## Document text
====================
JAVA multicast sockets

The TCP/IP protocols support broadcasting, but the use of broadcasts is limited to the local network or subnet. Multicast sockets are between broadcasting and point-to-point communication. Multicasting sends data from one host to many different hosts but not to everyone. The data goes to clients that have expressed an interest in data by joining a particular multicast group. When using multicasting you have to limit how far the packets can travel. This is possible by using another field in the header the TTL (Time-To-Live) value. The TTL in IPv4 multicasting has also the meaning of threshold. Its use becomes evident with an example: suppose you set a long, bandwidth consuming, video conference between all the hosts belonging to your department. You want that huge amount of traffic to remain in your LAN. Perhaps your department is big enough to have various LANs. In that case you want those hosts belonging to each of your LANs to attend the conference, but in any case you want to collapse the entire Internet with your multicast traffic. There is a need to limit how long multicast traffic will expand across routers. That's what the TTL is used for. Routers have a TTL threshold assigned to each of its interfaces, and only datagrams with a TTL greater than the interface's threshold are forwarded. Note that when a datagram traverses a router with a certain threshold assigned, the datagram's TTL is not decremented by the value of the threshold. Only a comparison is made. (As before, the TTL is decremented by 1 each time a datagram passes across a router). A list of TTL thresholds and their associated scope follows:

TTL	Scope
0	Restricted to the same host. Won't be output by any interface.
====================
A run of records:
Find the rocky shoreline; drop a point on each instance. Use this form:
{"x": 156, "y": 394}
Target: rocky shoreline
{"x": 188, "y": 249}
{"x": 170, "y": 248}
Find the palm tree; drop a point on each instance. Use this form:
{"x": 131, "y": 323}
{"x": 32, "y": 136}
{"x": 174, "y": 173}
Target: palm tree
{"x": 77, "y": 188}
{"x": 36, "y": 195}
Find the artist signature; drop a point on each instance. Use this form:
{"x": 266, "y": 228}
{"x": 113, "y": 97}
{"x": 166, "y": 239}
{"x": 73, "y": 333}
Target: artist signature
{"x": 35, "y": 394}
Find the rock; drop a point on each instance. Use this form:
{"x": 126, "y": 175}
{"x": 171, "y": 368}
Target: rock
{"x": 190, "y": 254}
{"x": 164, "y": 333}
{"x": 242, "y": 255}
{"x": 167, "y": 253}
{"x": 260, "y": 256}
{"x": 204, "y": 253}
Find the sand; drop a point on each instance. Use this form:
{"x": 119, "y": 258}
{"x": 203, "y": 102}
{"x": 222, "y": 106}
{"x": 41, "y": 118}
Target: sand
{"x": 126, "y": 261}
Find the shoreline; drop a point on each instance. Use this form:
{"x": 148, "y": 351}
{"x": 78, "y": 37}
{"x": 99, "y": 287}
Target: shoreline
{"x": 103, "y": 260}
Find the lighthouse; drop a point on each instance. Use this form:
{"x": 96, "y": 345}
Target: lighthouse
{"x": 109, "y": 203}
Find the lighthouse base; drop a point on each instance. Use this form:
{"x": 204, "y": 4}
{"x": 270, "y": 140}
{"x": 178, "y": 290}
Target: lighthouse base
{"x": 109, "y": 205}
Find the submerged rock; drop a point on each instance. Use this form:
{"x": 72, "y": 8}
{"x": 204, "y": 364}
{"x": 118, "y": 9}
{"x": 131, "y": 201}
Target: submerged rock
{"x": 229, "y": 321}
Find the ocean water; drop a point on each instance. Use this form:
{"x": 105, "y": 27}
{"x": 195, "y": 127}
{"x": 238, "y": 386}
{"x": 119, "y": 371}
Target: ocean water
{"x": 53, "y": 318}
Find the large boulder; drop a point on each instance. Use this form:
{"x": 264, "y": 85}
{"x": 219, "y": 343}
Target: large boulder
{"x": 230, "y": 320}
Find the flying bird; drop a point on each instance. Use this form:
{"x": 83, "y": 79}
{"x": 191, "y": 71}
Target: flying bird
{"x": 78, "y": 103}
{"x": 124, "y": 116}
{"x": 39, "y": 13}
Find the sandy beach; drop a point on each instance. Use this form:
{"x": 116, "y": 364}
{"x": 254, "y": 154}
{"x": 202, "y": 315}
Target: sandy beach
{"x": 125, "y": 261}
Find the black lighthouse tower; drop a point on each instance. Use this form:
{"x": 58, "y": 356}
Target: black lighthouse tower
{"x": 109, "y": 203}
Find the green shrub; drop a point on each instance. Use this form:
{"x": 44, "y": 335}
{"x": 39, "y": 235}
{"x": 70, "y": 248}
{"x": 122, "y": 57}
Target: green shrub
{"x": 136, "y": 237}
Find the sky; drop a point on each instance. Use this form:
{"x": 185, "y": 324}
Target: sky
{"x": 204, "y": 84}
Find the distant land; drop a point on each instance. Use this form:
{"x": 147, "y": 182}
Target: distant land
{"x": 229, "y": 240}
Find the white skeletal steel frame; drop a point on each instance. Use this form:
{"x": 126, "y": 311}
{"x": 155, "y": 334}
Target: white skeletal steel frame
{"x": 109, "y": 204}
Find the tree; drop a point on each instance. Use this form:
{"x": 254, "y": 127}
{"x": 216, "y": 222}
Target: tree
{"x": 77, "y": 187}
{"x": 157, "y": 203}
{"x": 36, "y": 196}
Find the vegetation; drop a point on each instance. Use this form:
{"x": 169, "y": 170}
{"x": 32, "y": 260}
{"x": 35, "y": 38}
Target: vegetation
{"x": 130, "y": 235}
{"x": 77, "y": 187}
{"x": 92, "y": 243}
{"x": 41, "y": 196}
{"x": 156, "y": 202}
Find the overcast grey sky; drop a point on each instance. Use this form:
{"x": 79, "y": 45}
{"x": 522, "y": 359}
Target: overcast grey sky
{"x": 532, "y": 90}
====================
## What you are asked to do
Output the whole Java multicast sockets page again, word for word.

## Output
JAVA multicast sockets

The TCP/IP protocols support broadcasting, but the use of broadcasts is limited to the local network or subnet. Multicast sockets are between broadcasting and point-to-point communication. Multicasting sends data from one host to many different hosts but not to everyone. The data goes to clients that have expressed an interest in data by joining a particular multicast group. When using multicasting you have to limit how far the packets can travel. This is possible by using another field in the header the TTL (Time-To-Live) value. The TTL in IPv4 multicasting has also the meaning of threshold. Its use becomes evident with an example: suppose you set a long, bandwidth consuming, video conference between all the hosts belonging to your department. You want that huge amount of traffic to remain in your LAN. Perhaps your department is big enough to have various LANs. In that case you want those hosts belonging to each of your LANs to attend the conference, but in any case you want to collapse the entire Internet with your multicast traffic. There is a need to limit how long multicast traffic will expand across routers. That's what the TTL is used for. Routers have a TTL threshold assigned to each of its interfaces, and only datagrams with a TTL greater than the interface's threshold are forwarded. Note that when a datagram traverses a router with a certain threshold assigned, the datagram's TTL is not decremented by the value of the threshold. Only a comparison is made. (As before, the TTL is decremented by 1 each time a datagram passes across a router). A list of TTL thresholds and their associated scope follows:

TTL	Scope
0	Restricted to the same host. Won't be output by any interface.